Work to do:
Before the opinion excerpt and material below, list every law, rule, and earlier court decision that the opinion excerpt names.

Text excerpt:
────────────────────────────────────────

We disagree and hold that plaintiff has not in effect denied the aforesaid averment of defendant. Rule 8(b) affords no shelter to plaintiff, in view of the facts presented in Rovico's answer and counterclaim. In Harvey Aluminum (Incorporated) v. N.L.R.B., 9 Cir., 335 F.2d 749 (1964), at 758, the court referred to rule 8(b) and said:


"Under comparable provisions of the Federal Rules of Civil Procedure, an answer asserting want of knowledge sufficient to form a belief as to the truth of facts alleged in a complaint does not serve as a denial if the assertion of ignorance is obviously sham. In such circumstances the facts alleged in the complaint stand admitted."


Furthermore defendant contends that inasmuch as it also additionally appears by the affidavit of Robert Vinci, filed in this case, that the value of the licensed part (one-half) of the machine is only half the value of the whole machine, the royalty imposed is approximately 24% of the manufacturer's selling price of the licensed half of the machine. This factual statement has not been denied by plaintiff.


The record before us shows that the license agreements in effect require plaintiff's licensees to fix a minimum selling price far above the price which they would otherwise charge and that the royalty policy of plaintiff is in violation of the antitrust laws of the United States, being exorbitant and oppressive.


In the case at bar the district court indicated that it was aware of the possibility of an antitrust violation in this case, when it said:


"* * * While the royalty charges of 6 per cent of the retail price may in fact influence the minimum price of these machines, it must be noted that this is the same royalty charged by the prior owner of the patent, and held proper by the Seventh Circuit in the Copease [supra] litigation. We cannot say today, four years later, that such a charge is unlawful."


However, we did not make any such holding in the Copease case.


We hold that the district court record now before us reveals a violation of the antitrust laws and requires the denial of such injunctive relief as was granted by that court.

────────────────────────────────────────

Supplied information:
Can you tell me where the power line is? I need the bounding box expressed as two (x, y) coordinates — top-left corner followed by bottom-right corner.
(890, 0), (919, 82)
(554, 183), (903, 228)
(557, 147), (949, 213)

────────────────────────────────────────

Written response:
- Rule 8(b)
- The Federal Rules of Civil Procedure
- Harvey Aluminum (Incorporated) v. N.L.R.B., 9 Cir., 335 F.2d 749 (1964)
- The Copease litigation
- The antitrust laws of the United States